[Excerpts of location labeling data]
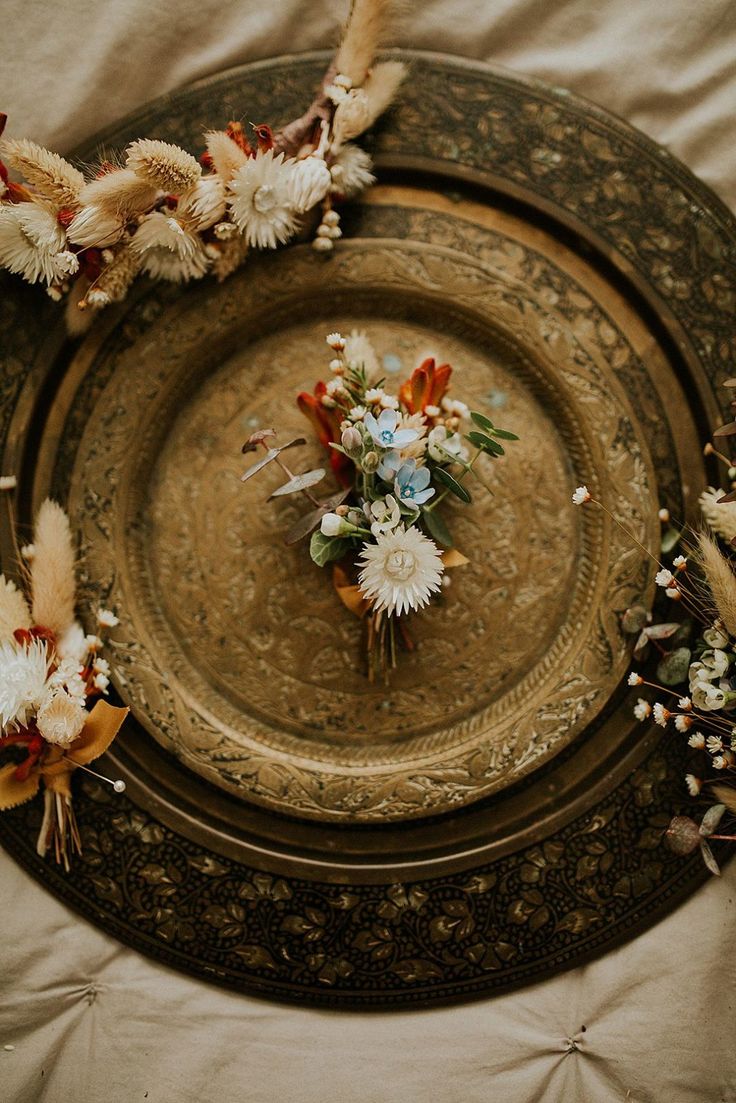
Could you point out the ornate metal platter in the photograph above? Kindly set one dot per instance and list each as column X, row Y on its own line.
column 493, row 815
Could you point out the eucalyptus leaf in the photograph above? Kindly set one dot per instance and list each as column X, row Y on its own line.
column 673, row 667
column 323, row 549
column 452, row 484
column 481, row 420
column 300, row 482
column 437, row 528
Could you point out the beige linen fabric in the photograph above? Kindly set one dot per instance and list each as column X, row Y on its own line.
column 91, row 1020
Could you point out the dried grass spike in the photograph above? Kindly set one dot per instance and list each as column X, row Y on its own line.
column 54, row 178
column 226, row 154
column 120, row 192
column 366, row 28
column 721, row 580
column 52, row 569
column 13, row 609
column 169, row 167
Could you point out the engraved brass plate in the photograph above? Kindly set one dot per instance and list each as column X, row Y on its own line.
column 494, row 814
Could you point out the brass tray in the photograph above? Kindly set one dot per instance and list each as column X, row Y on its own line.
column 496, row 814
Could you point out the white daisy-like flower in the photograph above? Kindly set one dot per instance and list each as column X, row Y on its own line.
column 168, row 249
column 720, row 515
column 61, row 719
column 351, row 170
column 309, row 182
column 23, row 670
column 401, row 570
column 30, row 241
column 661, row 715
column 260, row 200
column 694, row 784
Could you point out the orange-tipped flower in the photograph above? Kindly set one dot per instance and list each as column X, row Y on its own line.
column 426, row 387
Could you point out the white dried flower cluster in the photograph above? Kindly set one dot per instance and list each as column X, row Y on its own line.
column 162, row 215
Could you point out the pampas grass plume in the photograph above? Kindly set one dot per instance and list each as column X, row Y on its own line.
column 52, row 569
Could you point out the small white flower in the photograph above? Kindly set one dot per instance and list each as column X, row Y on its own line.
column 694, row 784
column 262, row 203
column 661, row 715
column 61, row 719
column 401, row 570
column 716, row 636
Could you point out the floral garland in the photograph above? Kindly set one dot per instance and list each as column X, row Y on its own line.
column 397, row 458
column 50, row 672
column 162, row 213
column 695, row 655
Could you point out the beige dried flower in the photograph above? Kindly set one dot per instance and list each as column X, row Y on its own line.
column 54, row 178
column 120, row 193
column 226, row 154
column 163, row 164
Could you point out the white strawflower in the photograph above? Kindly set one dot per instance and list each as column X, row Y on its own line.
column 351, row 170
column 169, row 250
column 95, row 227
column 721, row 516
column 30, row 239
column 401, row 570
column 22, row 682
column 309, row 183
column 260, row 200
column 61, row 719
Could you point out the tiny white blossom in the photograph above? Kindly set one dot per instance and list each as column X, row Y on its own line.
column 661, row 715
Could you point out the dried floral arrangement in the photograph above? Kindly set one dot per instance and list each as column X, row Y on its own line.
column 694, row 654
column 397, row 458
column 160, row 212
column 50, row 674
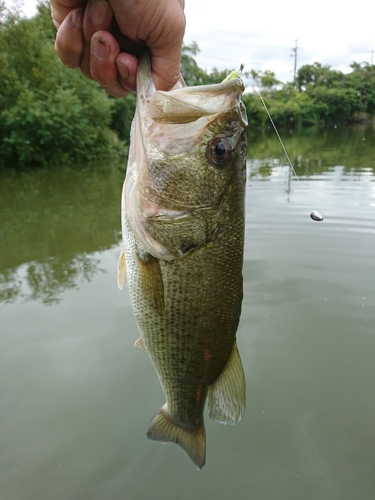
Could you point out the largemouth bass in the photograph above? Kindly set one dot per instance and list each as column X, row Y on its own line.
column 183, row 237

AIM: Format every line of the rows above as a JSON list of strings, one string per line, leaving out blank lines and the pictures.

RESULT BELOW:
[
  "Could you point out the ornate metal platter in the photograph above? Kindly set one dot per instance and list each as column X, row Y on its own line.",
  "column 493, row 815",
  "Could you point out the eucalyptus leaf in the photograph above? Kindly set one dot per instance and list each as column X, row Y on its own line.",
  "column 673, row 667",
  "column 323, row 549",
  "column 452, row 484",
  "column 481, row 420",
  "column 300, row 482",
  "column 437, row 528",
  "Could you point out the beige linen fabric in the photograph above? Kindly set one dot per instance and list each as column X, row Y on its own line.",
  "column 91, row 1020",
  "Could you point out the dried grass spike in the photograph above? Kindly set one dot per instance and list each as column X, row Y on its own line.",
  "column 54, row 178",
  "column 226, row 154",
  "column 120, row 192",
  "column 366, row 28",
  "column 721, row 580",
  "column 52, row 569",
  "column 13, row 609",
  "column 169, row 167",
  "Could you point out the engraved brass plate in the photograph above? Kindly set one dot per instance and list each as column X, row Y on its own line.",
  "column 494, row 814",
  "Could you point out the brass tray in the photograph above? Kindly set one dot per instance and list each as column X, row Y on its own line.",
  "column 496, row 814",
  "Could you point out the white daisy-like flower in the photograph above? Kindly set one dot per instance and list each as column X, row Y on its own line.",
  "column 168, row 249",
  "column 720, row 515",
  "column 61, row 719",
  "column 351, row 170",
  "column 309, row 182",
  "column 23, row 670",
  "column 401, row 570",
  "column 30, row 241",
  "column 661, row 715",
  "column 260, row 200",
  "column 694, row 784",
  "Could you point out the orange-tipped flower in the photograph above? Kindly set one dot per instance and list each as column X, row Y on its own line.",
  "column 426, row 387",
  "Could you point out the white dried flower cluster in the photograph above? Kindly set one dot per instance and list each as column X, row Y on its own line.",
  "column 162, row 215",
  "Could you point out the pampas grass plume in the photograph above? Kindly set one dot per instance and list each as column X, row Y on its own line.",
  "column 52, row 569",
  "Could you point out the small white flower in the photograph above? Kindly set one dot per instance and list each as column X, row Y on its own line.",
  "column 694, row 784",
  "column 262, row 203",
  "column 661, row 715",
  "column 61, row 719",
  "column 401, row 570",
  "column 716, row 636",
  "Could you point out the floral garland in the photograph above? Kindly set one dot per instance and list each as column X, row Y on its own line.",
  "column 397, row 458",
  "column 50, row 672",
  "column 162, row 213",
  "column 695, row 655",
  "Could you point out the beige dried flower in the photograph above? Kindly set one dot per instance and list each as column X, row Y on its own line.",
  "column 54, row 178",
  "column 120, row 193",
  "column 226, row 154",
  "column 163, row 164",
  "Could you point out the white strawflower in the photograph above? Kindly set one dot per instance and list each as column X, row Y on its own line.",
  "column 351, row 170",
  "column 169, row 250",
  "column 95, row 227",
  "column 721, row 516",
  "column 30, row 239",
  "column 401, row 570",
  "column 22, row 682",
  "column 309, row 183",
  "column 260, row 200",
  "column 61, row 719",
  "Could you point out the tiny white blossom in the photograph above? Kindly set one dot per instance and list each as column X, row Y on its own line.",
  "column 661, row 715",
  "Could you point out the dried floral arrangement in the photograph above? Kindly set one dot per instance and list each as column X, row Y on its own line.",
  "column 694, row 654",
  "column 397, row 458",
  "column 160, row 212",
  "column 50, row 674",
  "Could you point out the largemouth bass in the photograph above? Kindly set one dot per instance and list each as column X, row Y on its own line.",
  "column 183, row 237"
]